Task goal » As the answer, set down the lines below from the one containing "notation: point(514, 346)." through the one containing "notation: point(372, 302).", exactly and inclusively, and no others.

Source data »
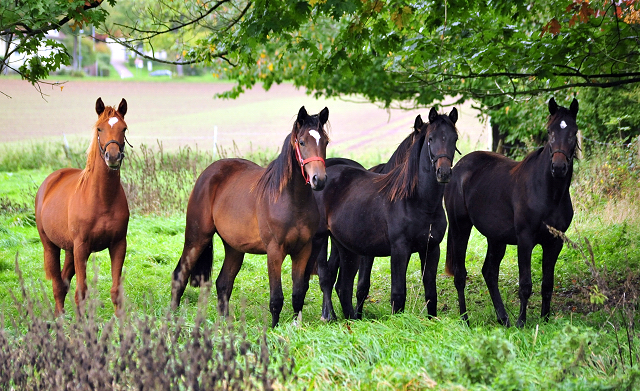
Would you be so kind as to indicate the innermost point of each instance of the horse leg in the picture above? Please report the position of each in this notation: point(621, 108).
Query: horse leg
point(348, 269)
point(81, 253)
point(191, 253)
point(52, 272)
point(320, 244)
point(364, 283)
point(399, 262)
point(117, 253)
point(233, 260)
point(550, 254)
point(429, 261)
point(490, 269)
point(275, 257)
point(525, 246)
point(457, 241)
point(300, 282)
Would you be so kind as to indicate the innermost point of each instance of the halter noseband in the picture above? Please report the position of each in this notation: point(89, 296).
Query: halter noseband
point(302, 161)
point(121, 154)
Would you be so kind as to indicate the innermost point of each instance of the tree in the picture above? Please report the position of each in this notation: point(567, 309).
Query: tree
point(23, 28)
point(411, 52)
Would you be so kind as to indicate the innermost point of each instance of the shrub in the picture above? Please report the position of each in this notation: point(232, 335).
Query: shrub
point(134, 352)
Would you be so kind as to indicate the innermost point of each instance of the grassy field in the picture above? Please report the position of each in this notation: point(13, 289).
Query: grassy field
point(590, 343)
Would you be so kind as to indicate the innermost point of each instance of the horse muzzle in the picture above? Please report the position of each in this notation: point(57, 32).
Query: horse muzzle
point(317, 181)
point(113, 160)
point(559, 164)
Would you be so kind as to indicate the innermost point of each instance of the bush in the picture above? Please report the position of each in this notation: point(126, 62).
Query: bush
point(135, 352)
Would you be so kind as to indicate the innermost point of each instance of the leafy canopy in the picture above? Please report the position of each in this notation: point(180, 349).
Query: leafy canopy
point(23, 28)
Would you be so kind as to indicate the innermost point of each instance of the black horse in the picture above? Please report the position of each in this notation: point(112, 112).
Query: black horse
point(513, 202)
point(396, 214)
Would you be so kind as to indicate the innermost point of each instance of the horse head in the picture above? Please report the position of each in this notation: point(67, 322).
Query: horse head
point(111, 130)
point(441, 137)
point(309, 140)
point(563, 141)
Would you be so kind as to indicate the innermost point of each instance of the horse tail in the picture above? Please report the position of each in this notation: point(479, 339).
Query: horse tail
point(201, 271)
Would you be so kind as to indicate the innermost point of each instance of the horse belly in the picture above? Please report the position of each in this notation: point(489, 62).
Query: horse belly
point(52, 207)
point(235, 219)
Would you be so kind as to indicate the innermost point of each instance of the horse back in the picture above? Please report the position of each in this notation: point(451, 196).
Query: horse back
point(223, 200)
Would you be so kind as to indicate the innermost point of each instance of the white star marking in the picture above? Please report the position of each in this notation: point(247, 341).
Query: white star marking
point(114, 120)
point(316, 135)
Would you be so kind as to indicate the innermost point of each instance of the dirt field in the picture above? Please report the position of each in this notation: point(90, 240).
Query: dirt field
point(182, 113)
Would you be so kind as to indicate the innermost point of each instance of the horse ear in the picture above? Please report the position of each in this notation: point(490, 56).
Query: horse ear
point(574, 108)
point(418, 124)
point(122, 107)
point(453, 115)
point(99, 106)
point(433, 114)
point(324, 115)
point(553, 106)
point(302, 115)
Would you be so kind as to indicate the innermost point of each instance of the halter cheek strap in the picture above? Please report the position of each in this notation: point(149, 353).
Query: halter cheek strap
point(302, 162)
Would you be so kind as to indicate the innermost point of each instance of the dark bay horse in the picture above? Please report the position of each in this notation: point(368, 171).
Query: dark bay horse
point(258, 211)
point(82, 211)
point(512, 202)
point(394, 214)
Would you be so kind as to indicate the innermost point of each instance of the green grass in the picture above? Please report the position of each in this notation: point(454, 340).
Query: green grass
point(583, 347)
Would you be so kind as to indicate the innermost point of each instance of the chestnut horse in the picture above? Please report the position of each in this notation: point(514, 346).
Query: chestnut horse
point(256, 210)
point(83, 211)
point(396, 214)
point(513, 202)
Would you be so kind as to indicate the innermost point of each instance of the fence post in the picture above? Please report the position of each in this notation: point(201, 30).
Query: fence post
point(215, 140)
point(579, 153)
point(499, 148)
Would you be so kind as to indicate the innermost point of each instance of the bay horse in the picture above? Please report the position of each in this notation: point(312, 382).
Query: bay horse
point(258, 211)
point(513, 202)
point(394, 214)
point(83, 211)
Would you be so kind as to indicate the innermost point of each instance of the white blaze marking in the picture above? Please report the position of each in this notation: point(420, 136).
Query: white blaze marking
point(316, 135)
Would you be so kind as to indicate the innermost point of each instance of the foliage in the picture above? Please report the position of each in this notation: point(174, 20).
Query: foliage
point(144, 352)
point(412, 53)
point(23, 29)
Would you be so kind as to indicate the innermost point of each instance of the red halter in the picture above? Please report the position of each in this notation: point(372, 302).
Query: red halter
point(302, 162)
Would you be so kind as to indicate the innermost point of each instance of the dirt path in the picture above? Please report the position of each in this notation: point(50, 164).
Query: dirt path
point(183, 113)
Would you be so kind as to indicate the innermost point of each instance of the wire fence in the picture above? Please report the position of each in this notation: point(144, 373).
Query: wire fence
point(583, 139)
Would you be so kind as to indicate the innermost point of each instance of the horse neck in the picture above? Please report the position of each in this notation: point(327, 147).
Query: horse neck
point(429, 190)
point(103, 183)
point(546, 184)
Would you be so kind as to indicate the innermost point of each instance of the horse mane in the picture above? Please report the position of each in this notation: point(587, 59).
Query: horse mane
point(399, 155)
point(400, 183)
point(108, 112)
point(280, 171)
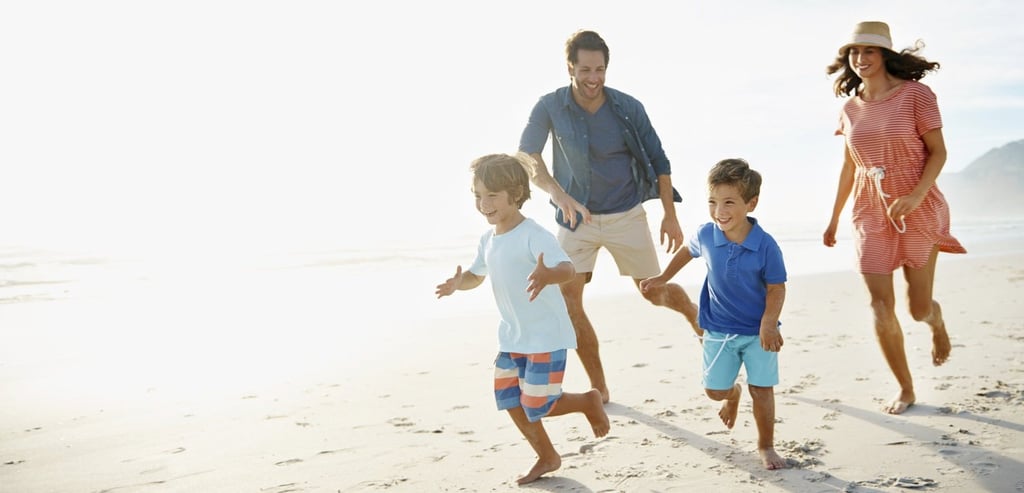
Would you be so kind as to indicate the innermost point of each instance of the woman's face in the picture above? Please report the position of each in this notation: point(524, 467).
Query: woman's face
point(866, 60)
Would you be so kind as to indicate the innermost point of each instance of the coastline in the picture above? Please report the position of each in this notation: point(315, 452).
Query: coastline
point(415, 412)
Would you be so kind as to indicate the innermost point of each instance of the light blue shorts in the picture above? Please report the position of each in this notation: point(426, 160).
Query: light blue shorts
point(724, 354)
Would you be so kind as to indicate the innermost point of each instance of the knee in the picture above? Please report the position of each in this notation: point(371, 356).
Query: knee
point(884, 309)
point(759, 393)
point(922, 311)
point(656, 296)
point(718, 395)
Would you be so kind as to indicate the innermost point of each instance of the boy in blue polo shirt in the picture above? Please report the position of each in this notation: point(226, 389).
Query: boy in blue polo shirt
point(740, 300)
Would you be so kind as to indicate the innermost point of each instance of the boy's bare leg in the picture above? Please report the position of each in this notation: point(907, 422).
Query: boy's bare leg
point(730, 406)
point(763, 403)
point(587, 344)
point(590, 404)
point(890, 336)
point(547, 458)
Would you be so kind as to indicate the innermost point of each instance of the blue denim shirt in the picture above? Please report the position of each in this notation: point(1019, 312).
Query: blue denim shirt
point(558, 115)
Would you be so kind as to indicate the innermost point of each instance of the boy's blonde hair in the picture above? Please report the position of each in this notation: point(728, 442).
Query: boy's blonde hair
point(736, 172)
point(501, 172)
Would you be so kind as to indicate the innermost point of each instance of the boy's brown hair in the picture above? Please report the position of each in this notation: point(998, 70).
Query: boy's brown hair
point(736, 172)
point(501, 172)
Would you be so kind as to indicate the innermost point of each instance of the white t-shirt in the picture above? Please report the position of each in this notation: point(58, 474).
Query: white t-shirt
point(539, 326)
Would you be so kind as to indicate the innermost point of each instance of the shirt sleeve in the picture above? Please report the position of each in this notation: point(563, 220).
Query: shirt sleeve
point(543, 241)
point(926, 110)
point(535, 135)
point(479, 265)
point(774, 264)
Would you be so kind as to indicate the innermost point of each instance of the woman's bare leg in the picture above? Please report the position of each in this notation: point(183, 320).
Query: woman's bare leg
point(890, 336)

Answer box »
Would you be so kind as to indicate the innermost point of each instance of the chestnut horse in the picture above? Please report the position of each in this notation: point(514, 346).
Query: chestnut horse
point(256, 210)
point(83, 211)
point(396, 214)
point(513, 202)
Would you be so kind as to indicate the innermost point of each instance of the fence post in the picture above? Please report the position of each in this notation: point(201, 30).
Query: fence post
point(215, 140)
point(579, 153)
point(499, 148)
Would you be so kind as to indicate the innermost point of each instance of the bay horse in the picture above? Please report the position of each in this notation: point(312, 382).
Query: bay horse
point(258, 211)
point(513, 202)
point(394, 214)
point(83, 211)
Would you be so kind as to indicate the innermost point of each instance of the white blaze marking in the picture above? Please report the position of each in this notation: point(420, 136).
Query: white blaze marking
point(316, 135)
Would you be so kind as to indicate the innermost point of each instance of the foliage in the picture above? Please report the position of each in this notation: point(174, 20).
Query: foliage
point(144, 352)
point(412, 53)
point(23, 29)
Would you be so kind as to indicate the innermost point of each instance of the red halter in the picture above? Please report the position of each in this notation: point(372, 302).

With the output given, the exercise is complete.